(Dati di puntamento)
* * * * * * * * *
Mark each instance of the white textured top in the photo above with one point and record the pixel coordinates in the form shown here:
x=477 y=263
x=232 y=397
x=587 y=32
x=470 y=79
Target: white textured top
* * * * * * * * *
» Compito: Stampa di nuovo tutti i dati riportati sopra, identici riga per riga.

» Risultato qui sotto:
Mark each instance of the white textured top in the photo above with one point and record the pixel coordinates in the form shown here:
x=477 y=263
x=232 y=397
x=587 y=32
x=470 y=79
Target: white textured top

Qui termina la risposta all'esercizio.